**WORK TO DO:** Reproduce verbatim the part of the material below that opens with the line containing "Could you please outline every instance of the fuzzy" and closes with the line containing "[[[256,169],[156,111],[90,120],[56,123],[24,169]]]", including both of those lines and nothing else.

-------- PROVIDED RECORDS --------

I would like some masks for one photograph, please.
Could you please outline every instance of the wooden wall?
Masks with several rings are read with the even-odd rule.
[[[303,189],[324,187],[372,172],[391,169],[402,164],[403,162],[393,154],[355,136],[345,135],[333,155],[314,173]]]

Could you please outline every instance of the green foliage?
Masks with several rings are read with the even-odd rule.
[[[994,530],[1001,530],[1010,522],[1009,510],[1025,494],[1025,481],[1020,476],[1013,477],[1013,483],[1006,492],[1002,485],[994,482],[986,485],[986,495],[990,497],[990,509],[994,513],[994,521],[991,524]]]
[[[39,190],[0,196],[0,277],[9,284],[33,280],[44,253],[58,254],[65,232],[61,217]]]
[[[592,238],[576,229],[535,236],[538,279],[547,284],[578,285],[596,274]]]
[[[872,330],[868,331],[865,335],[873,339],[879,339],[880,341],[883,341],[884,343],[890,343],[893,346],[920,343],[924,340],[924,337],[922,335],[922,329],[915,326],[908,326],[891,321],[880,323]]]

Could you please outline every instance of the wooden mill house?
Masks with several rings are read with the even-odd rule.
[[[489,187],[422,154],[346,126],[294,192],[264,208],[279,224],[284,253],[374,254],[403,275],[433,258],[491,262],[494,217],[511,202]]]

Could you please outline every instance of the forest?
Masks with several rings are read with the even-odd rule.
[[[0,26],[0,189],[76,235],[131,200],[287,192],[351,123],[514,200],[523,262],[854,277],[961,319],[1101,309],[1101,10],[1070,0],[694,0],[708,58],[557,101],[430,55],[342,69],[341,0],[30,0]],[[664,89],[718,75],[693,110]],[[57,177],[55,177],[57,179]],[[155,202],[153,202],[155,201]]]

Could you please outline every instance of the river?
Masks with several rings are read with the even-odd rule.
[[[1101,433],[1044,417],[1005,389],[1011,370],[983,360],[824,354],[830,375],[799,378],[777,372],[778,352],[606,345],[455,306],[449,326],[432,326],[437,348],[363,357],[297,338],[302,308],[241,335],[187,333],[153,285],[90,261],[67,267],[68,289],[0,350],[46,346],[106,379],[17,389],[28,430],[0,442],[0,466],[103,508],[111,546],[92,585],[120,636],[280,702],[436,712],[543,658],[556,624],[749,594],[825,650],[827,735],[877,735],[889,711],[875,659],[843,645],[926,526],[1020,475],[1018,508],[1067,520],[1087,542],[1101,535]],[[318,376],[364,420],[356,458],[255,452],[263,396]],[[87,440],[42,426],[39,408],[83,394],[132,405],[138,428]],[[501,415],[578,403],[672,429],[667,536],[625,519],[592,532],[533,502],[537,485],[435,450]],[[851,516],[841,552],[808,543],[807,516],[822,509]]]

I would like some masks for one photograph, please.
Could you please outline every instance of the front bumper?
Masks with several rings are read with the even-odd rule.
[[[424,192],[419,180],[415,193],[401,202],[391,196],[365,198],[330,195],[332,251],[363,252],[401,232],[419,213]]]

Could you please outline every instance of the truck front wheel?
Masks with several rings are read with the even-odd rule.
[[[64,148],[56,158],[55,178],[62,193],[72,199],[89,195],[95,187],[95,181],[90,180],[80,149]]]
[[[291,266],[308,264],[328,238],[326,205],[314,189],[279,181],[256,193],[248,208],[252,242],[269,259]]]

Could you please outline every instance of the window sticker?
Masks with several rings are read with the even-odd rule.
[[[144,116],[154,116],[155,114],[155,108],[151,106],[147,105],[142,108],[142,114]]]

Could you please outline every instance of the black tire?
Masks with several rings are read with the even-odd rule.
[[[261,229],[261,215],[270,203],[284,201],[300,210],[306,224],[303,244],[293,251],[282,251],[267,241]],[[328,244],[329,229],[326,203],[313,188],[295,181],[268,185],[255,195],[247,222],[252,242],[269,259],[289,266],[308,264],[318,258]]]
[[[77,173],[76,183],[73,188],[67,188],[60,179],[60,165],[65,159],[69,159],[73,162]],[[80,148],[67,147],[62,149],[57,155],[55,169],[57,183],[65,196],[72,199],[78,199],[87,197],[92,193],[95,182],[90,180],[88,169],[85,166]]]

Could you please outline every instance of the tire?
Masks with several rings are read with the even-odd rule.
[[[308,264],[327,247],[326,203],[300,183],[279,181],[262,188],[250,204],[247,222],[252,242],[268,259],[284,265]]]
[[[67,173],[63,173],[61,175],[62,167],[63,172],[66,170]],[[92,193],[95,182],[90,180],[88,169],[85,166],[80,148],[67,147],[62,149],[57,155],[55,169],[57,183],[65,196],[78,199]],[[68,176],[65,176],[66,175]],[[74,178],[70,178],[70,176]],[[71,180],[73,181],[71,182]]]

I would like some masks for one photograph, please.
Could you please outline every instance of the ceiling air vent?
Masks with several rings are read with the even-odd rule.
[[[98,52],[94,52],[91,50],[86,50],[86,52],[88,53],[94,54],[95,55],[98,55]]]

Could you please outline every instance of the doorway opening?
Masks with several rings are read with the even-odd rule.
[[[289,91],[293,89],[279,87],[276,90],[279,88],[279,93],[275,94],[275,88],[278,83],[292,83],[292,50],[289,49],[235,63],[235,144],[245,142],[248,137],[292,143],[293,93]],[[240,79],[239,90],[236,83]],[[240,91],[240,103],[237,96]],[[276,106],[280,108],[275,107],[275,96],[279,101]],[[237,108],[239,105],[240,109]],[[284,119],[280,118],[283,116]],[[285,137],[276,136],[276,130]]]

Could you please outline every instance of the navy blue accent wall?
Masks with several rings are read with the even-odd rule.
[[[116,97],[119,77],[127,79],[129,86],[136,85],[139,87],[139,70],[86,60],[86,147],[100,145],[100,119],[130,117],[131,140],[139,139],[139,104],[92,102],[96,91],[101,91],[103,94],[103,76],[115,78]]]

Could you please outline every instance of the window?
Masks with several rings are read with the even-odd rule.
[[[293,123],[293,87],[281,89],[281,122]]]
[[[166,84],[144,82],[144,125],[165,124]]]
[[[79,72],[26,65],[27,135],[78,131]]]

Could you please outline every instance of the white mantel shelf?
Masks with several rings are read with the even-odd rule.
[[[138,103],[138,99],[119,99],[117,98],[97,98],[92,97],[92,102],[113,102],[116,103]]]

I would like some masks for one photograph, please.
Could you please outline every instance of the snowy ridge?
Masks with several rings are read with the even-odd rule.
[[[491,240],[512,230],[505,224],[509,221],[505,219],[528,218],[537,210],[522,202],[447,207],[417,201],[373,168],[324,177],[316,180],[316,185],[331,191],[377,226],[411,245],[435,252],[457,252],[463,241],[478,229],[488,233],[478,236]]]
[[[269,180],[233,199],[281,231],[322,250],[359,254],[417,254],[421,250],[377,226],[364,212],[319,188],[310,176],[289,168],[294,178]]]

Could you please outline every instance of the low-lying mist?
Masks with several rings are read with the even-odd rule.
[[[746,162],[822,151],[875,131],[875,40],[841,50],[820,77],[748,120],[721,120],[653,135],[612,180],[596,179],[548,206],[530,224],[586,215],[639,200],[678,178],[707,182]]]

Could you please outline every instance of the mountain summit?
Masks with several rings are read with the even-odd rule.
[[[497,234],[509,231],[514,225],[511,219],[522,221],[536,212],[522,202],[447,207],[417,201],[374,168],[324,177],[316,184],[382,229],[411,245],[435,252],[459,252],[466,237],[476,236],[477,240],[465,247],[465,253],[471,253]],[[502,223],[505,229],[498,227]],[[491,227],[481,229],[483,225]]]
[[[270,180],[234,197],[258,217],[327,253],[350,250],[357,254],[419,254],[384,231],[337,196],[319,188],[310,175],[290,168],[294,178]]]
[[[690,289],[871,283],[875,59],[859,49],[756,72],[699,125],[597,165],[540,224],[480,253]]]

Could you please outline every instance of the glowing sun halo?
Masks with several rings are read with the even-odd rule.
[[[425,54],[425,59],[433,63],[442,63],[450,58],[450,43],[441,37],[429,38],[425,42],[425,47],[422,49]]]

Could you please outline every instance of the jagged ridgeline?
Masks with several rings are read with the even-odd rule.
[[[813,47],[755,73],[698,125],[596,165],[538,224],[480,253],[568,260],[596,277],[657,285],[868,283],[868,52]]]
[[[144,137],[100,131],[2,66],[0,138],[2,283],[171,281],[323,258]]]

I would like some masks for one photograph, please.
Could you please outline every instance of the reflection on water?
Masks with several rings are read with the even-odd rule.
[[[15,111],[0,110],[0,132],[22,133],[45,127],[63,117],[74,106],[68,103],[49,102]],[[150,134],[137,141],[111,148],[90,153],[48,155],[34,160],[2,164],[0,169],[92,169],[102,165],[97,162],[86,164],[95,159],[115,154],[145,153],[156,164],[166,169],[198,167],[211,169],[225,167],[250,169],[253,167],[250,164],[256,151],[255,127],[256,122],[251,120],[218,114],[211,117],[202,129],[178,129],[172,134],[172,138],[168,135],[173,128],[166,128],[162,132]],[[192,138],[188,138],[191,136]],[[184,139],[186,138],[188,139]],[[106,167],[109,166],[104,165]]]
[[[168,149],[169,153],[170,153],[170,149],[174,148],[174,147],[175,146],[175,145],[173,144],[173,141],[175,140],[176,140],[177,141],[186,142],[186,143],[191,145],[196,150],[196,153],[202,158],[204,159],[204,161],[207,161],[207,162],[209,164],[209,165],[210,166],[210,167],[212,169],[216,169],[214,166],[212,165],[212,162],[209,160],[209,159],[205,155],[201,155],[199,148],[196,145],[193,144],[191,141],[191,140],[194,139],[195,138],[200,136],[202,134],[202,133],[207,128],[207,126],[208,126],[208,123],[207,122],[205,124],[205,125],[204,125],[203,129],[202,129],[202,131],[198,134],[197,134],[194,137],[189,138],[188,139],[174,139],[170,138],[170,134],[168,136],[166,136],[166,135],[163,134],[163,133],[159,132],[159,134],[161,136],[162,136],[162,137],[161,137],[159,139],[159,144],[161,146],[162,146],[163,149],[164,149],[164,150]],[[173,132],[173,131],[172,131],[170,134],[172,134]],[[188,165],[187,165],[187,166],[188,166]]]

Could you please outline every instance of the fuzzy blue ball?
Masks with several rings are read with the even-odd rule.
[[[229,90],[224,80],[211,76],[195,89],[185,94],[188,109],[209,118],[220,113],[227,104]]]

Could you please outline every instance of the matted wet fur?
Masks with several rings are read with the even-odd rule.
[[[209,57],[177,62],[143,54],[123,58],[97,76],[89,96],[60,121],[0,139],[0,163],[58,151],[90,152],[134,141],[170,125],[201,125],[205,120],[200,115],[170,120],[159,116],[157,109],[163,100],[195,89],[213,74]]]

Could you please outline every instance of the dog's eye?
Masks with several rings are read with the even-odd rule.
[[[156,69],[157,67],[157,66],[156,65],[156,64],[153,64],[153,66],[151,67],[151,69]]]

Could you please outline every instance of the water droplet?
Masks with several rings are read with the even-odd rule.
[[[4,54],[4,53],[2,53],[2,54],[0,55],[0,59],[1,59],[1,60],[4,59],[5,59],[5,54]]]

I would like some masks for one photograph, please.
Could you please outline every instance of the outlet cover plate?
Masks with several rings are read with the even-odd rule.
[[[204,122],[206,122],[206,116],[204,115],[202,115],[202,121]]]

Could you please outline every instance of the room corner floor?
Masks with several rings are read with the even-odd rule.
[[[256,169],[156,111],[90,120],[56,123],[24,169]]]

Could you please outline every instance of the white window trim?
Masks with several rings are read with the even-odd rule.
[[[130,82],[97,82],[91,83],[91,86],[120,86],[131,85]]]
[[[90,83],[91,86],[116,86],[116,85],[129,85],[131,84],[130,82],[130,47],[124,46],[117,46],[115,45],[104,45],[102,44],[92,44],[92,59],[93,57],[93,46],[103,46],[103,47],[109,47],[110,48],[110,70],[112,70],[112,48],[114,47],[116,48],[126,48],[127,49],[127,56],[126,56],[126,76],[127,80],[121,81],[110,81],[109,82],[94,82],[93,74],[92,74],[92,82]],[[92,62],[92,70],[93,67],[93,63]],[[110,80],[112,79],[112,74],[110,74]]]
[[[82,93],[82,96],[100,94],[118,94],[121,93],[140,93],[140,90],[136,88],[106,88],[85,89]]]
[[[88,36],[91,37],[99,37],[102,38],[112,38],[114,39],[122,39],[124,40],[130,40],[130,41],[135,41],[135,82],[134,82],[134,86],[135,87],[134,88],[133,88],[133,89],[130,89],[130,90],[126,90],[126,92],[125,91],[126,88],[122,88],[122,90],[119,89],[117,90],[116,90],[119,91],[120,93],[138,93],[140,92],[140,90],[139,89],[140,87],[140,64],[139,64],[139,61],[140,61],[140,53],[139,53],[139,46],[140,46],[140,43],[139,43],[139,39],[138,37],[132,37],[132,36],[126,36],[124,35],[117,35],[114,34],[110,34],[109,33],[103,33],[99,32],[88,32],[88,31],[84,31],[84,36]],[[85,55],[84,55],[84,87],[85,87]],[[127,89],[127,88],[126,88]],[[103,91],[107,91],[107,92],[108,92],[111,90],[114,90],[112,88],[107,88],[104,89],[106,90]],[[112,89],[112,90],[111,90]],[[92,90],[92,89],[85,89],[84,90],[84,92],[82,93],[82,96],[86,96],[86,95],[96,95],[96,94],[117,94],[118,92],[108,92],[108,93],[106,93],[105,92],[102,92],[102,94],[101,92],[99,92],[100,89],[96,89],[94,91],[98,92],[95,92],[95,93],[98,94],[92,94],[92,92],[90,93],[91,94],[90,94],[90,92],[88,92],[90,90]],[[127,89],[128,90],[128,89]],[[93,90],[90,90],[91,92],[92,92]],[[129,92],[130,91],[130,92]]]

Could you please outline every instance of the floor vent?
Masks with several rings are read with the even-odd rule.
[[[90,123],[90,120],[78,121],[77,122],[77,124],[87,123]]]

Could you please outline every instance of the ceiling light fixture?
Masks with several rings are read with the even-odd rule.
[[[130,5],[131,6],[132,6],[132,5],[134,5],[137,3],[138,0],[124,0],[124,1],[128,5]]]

--------

**FULL ANSWER:**
Could you please outline every instance of the fuzzy blue ball?
Masks with several rings are read with the even-odd rule.
[[[229,90],[224,80],[211,76],[195,89],[185,94],[188,109],[209,118],[220,113],[227,104]]]

Could you please outline every instance of the matted wet fur?
Masks with several rings are read with the even-odd rule.
[[[209,57],[177,62],[143,54],[123,58],[97,76],[89,96],[60,121],[0,139],[0,163],[58,151],[90,152],[134,141],[170,125],[201,125],[205,120],[200,115],[170,120],[159,116],[157,109],[163,100],[195,89],[213,74]]]

Could you please outline every instance of the dog's eye?
Masks with several rings are read with the even-odd rule.
[[[156,69],[157,67],[157,66],[156,65],[156,64],[153,64],[153,66],[151,67],[151,69]]]

Could you please outline every instance of the water droplet?
Masks with several rings are read with the even-odd rule.
[[[4,54],[4,53],[2,53],[2,54],[0,55],[0,59],[1,59],[1,60],[4,59],[5,59],[5,54]]]

I would like some masks for one photograph, please.
Could you please outline every instance of the outlet cover plate?
Masks with several rings are read with the even-odd rule.
[[[204,122],[206,122],[206,116],[204,115],[202,115],[202,121]]]

Could you please outline every instance of the room corner floor?
Masks with several rings are read with the even-odd rule.
[[[256,169],[156,111],[90,120],[56,123],[24,169]]]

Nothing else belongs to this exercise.